┌──

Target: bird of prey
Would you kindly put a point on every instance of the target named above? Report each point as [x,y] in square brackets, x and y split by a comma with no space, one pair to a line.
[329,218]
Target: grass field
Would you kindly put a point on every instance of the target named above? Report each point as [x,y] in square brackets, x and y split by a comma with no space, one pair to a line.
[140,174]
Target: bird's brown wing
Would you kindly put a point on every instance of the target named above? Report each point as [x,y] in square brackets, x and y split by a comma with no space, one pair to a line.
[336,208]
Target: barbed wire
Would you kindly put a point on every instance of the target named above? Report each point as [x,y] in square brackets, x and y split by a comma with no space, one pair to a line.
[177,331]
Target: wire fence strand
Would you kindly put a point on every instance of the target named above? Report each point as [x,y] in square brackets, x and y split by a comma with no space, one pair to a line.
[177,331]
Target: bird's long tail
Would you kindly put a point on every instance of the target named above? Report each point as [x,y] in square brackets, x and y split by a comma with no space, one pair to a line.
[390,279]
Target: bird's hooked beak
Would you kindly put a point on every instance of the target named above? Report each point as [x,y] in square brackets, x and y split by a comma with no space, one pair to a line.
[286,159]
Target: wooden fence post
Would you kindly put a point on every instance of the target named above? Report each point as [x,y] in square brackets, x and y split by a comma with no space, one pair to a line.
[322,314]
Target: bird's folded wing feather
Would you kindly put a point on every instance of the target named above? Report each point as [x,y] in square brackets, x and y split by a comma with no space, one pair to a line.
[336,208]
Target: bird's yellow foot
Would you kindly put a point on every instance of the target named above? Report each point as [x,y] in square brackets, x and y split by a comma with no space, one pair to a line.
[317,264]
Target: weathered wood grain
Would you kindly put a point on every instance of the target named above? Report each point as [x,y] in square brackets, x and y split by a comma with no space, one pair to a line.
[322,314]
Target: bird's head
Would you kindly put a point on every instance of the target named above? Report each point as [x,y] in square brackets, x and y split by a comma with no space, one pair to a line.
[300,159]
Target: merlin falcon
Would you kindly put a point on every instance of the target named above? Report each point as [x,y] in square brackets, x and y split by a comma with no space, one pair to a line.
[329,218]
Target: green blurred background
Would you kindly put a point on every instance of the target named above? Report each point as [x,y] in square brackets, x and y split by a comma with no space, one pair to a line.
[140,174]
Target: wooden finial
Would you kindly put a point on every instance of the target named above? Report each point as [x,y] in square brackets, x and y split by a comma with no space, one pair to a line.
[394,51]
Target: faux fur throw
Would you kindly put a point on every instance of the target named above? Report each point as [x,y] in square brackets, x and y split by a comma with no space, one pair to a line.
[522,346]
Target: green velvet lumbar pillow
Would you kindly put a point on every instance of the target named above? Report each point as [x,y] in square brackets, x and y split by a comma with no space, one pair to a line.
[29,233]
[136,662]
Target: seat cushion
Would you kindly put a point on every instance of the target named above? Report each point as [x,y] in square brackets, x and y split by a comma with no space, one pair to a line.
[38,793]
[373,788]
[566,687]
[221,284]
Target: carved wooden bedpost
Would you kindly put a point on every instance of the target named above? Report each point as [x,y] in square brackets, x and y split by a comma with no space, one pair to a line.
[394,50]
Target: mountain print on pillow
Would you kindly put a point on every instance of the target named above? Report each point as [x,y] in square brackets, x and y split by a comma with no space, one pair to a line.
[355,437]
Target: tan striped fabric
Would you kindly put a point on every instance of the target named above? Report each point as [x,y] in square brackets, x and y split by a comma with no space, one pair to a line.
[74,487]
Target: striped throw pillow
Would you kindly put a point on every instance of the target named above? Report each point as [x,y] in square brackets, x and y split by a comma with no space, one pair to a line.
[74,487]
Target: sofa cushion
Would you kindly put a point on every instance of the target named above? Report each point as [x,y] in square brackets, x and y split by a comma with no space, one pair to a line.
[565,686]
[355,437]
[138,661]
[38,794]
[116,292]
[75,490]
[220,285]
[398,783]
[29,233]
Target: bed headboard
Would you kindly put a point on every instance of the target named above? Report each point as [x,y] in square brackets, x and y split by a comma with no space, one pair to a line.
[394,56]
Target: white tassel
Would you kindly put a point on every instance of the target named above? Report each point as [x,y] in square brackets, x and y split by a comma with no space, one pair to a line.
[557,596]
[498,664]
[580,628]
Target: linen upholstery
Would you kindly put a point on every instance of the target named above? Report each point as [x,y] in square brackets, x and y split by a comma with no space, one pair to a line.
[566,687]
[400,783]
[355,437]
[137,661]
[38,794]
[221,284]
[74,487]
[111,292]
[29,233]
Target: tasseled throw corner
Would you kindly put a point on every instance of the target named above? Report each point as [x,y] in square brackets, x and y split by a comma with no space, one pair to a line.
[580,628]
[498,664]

└──

▸ TASK DETAILS:
From the records above, extract every entry exactly as given.

▸ WRITTEN RESPONSE:
Target: bird of prey
Would you kindly put a point on every instance of the target named above? Report each point as [x,y] in square brackets, x and y split by a comma with no space, one pair to a line.
[329,218]
Target: grass field
Would you kindly put a point on every instance of the target named above? Report each point as [x,y] in square brackets, x and y split by a comma with no space, one pair to a line.
[140,174]
Target: bird's brown wing
Would you kindly put a point on every instance of the target named above? Report each point as [x,y] in square brackets, x and y split by a comma with no space, one pair to a line.
[336,208]
Target: barbed wire
Would you kindly put a point on every instance of the target named above? Report each point as [x,y] in square brackets, x and y split by a comma with no space, one pair to a line.
[177,331]
Target: wire fence strand
Would you kindly put a point on every instance of the target named above? Report each point as [x,y] in square brackets, x and y split by a comma with no space, one pair to a line.
[177,331]
Target: bird's long tail
Would you kindly put a point on every instance of the target named above? Report each point as [x,y] in square brackets, x and y split by a comma with no space, one pair to a line.
[390,279]
Target: bird's hooked beak
Would you kindly put a point on every instance of the target named above? Report each point as [x,y] in square brackets, x and y split by a comma with no space, one pair to a line.
[286,159]
Target: wooden fence post
Would you kindly put a point on every instance of the target named above? Report each point as [x,y] in square brackets, x and y split by a comma with no space, one pair to a line.
[322,314]
Target: bird's folded wing feather
Would you kindly put a point on every instance of the target named above? Report each point as [x,y] in square brackets, x and y split by a comma with no space, one pair to a line.
[336,208]
Target: bird's yellow foot
Would you kindly put a point on every instance of the target named above? Report each point as [x,y] in square brackets, x and y split by a comma with no space, one pair to a line.
[317,264]
Target: weathered wood grain
Would you kindly put a point on every instance of the target named above? Report each point as [x,y] in square brackets, x and y split by a comma with no space, one pair to a line.
[322,314]
Target: bird's head
Would you kindly put a point on every instance of the target named above? Report each point as [x,y] in square brackets, x and y split by a comma with no space, one pair to a line.
[300,159]
Target: merlin falcon
Would you kindly put a point on every instance of the target named above? Report each point as [x,y] in square brackets, x and y split by a comma with no space, one pair to a line.
[329,218]
Target: green blurred background
Would you kindly put a point on every instance of the target named above? Report each point as [x,y] in square brackets, x and y split by a comma with no space, one pair to a line.
[140,174]
Target: wooden finial
Would you kindly put a point on every instance of the target named above? Report each point as [x,y] in square brackets, x and y split by a comma with no space, one pair to a line.
[394,51]
Target: faux fur throw
Would you kindly put a point on every instance of the target named above? Report each point as [x,y] in square brackets, x and y split by a comma with no space, one pair to a line.
[522,346]
Target: green velvet lumbar pillow
Would you kindly put a point on every instance of the target named above? Report each point as [x,y] in square brackets, x and y split by a comma with no space, one pair to a line.
[29,233]
[136,662]
Target: seat cushion
Would you kindly put a point on every instance of the target named above? Report each point as [x,y] in square brackets, x and y split by a comma with no space, one pair to a line.
[38,793]
[373,788]
[566,687]
[221,284]
Target: carved wooden bedpost
Would you kindly put a point on every instance of the target named above? Report each point as [x,y] in square brackets, x and y split by a comma with no space, one pair to a line.
[394,50]
Target: mountain print on pillow
Would you kindly put a point on every instance of the target named above? Report each point as [x,y] in square brackets, x and y split by a comma with no space, one pair to a line.
[355,437]
Target: tan striped fabric
Would you kindly put a point on every instance of the target named above? Report each point as [x,y] in square brackets, x and y split by a comma with no space, one pair to a line.
[74,487]
Target: striped throw pillow
Would you kindly put a point on every instance of the target named above? Report each point as [x,y] in square brackets, x and y split by a comma with no space, one pair to a line.
[74,487]
Target: sofa cushion
Would you kindly put a point on every instance of the target named above? Report each point as [x,y] in square brackets, x and y split by a comma with no space, one pair to a line.
[565,686]
[355,437]
[138,661]
[38,794]
[116,292]
[75,490]
[220,285]
[398,783]
[29,233]
Target: bed headboard
Would you kindly put a point on every instance of the target named above? Report each point as [x,y] in square brackets, x and y split by a comma with no space, one pair to a line.
[394,56]
Target: white tassel
Would you kindly put a point on every instance of the target named above? Report each point as [x,y] in square brackets, x and y split by a comma with no space, one pair to a line.
[557,596]
[498,664]
[580,628]
Target: linen upholstery
Would you kindly put a point on every instance of the target named above? Report each point as [x,y] in square brackets, x and y split by a comma with no space, one pair to a line.
[566,687]
[400,783]
[355,437]
[137,661]
[38,794]
[221,284]
[74,487]
[111,292]
[29,233]
Target: tasseled throw corner
Would you kindly put a point on every instance of the target named above? Report each point as [x,y] in square brackets, x and y split by a comma with no space, one pair to a line.
[580,628]
[498,664]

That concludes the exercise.